- DESCRIPTION OF THE TASK -
Reproduce all of the data exactly.

- DATASET ENTRIES -

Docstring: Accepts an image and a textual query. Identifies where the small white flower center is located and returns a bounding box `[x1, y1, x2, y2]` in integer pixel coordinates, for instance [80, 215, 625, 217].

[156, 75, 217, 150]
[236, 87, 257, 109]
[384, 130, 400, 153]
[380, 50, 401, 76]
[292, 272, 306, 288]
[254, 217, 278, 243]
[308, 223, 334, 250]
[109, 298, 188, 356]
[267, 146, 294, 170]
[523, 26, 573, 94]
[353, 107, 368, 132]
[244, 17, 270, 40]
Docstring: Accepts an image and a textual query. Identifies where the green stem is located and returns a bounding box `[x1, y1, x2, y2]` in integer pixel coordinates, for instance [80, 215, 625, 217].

- RESPONSE TO THE EXERCISE -
Docstring: Accepts an image and a textual query. Identifies where the small white flower center is located and returns a bounding box `[x1, y1, x2, y2]` in integer pixel coordinates, for instance [80, 215, 625, 217].

[156, 75, 217, 150]
[236, 87, 257, 109]
[384, 130, 400, 153]
[380, 50, 401, 76]
[292, 272, 306, 288]
[254, 217, 278, 243]
[308, 223, 334, 250]
[109, 298, 188, 356]
[267, 146, 294, 170]
[523, 26, 573, 94]
[353, 107, 368, 132]
[244, 17, 270, 40]
Docstring: Accepts an image and a textual query. Identifies where the green stem is located and returns a bounding box `[x1, y1, x2, y2]` in integer pixel coordinates, for instance [80, 215, 625, 217].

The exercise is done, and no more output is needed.